▶ WORK TO COMPLETE
Pick up the text on Alberta's grizzly bear recovery plan where it stops and continue it.

** DOCUMENT SEGMENT follows **

At the same time, the Minister has released the data that he has been reviewing: the 2004/2005 DNA census information, the 2005 mortality data, the Draft Grizzly Bear Recovery Plan and the peer reviews of the Draft Grizzly Bear Recovery Plan.

"We called upon two widely-known experts, Dr. Chuck Schwartz and Dr. Christopher Servheen, to provide scientific peer review on the plan that was submitted by our stakeholder-government committee. Both gentlemen were instrumental in successfully enhancing bear populations on the North American landscape in the Yellowstone Park area," said Coutts. "Alberta is committed to applying the best scientific advice to its decision making processes, and the Recovery Team will be asked to use the information from the scientific peer review to update its recommendations for my final consideration."

** End of DOCUMENT SEGMENT **
** DATASET EXCERPTS follows **

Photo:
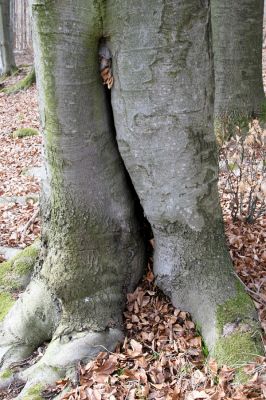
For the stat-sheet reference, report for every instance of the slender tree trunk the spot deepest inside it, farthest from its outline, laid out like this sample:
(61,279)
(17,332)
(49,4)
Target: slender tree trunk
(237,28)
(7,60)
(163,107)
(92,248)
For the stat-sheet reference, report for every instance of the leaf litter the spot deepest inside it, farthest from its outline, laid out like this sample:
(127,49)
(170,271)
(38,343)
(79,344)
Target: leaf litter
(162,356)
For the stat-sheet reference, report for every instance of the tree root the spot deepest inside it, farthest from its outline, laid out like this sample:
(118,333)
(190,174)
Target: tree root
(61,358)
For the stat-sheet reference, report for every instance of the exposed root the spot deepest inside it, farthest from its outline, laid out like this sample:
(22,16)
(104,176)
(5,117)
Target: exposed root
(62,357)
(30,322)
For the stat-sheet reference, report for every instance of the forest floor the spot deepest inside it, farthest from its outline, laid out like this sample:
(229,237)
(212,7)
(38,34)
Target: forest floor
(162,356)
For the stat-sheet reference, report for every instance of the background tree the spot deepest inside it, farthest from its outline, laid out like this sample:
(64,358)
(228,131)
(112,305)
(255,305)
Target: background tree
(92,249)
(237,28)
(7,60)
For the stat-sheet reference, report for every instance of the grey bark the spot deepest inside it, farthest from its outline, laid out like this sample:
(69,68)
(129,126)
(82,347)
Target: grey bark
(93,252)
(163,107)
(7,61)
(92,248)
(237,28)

** End of DATASET EXCERPTS **
** DATASET EXCERPTS follows **

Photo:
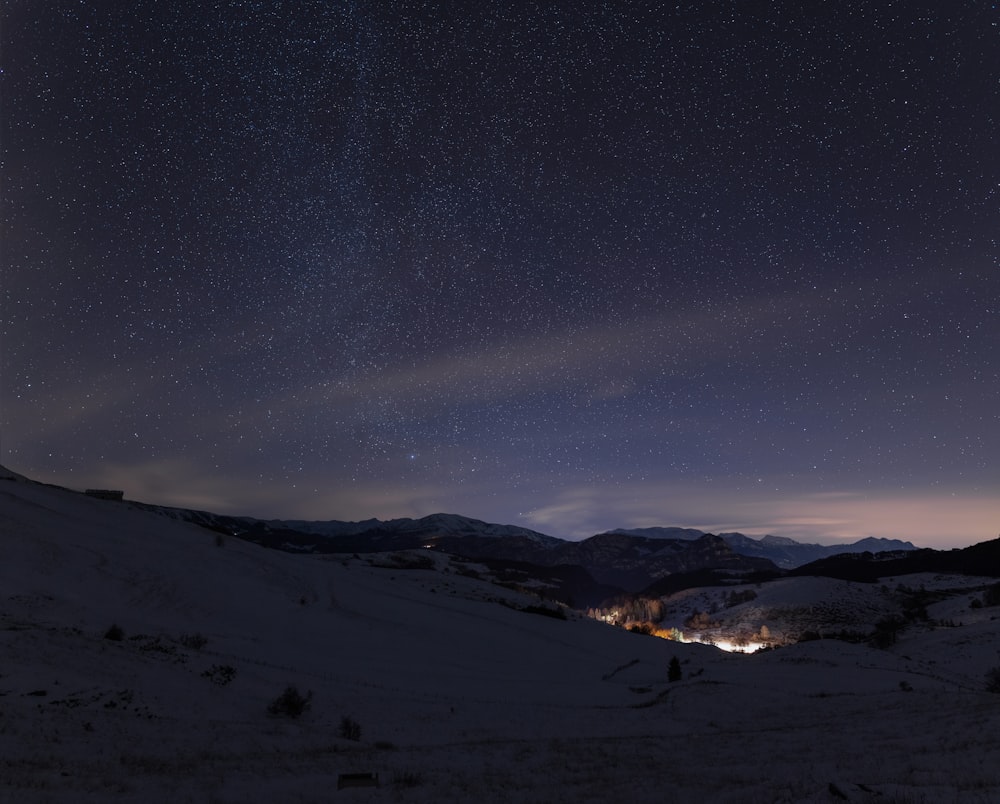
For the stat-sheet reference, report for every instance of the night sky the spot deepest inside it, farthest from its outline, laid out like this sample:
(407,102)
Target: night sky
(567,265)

** End of DATASET EXCERPTS **

▶ RESPONSE BOX
Over the last few years, government has adopted a number of proactive actions as part of its commitment to a precautionary approach to sustainable grizzly bear management, including:

* Significant reductions in the hunt since 2001, with a short-term suspension starting in 2006;

* Habitat mapping and DNA census to establish baseline data on population estimates;

* Education programs for Albertans and industry operating in bear ranges, and legislation to make it illegal to leave bear attractants in the backcountry;

* Increased on-the-ground bear aversion, vegetation management, emergency response and access management to increase public safety and reduce bear encounters;

* $100,000 maximum fines for poaching;

* Increase funding for enforcement and prevention by Fish and Wildlife Officers; and

* Increased monitoring systems and equipment to better analyze all bear mortalities and relocations.

Since April 1 of last year, there have been over 2,500 reported bear occurrences or encounters, 400 of them involving grizzly bears. Fish and Wildlife staff are on-call 24-hours a day through the Report-A-Poacher line (1-800-642-3800) to respond to emergency public safety situations involving wildlife.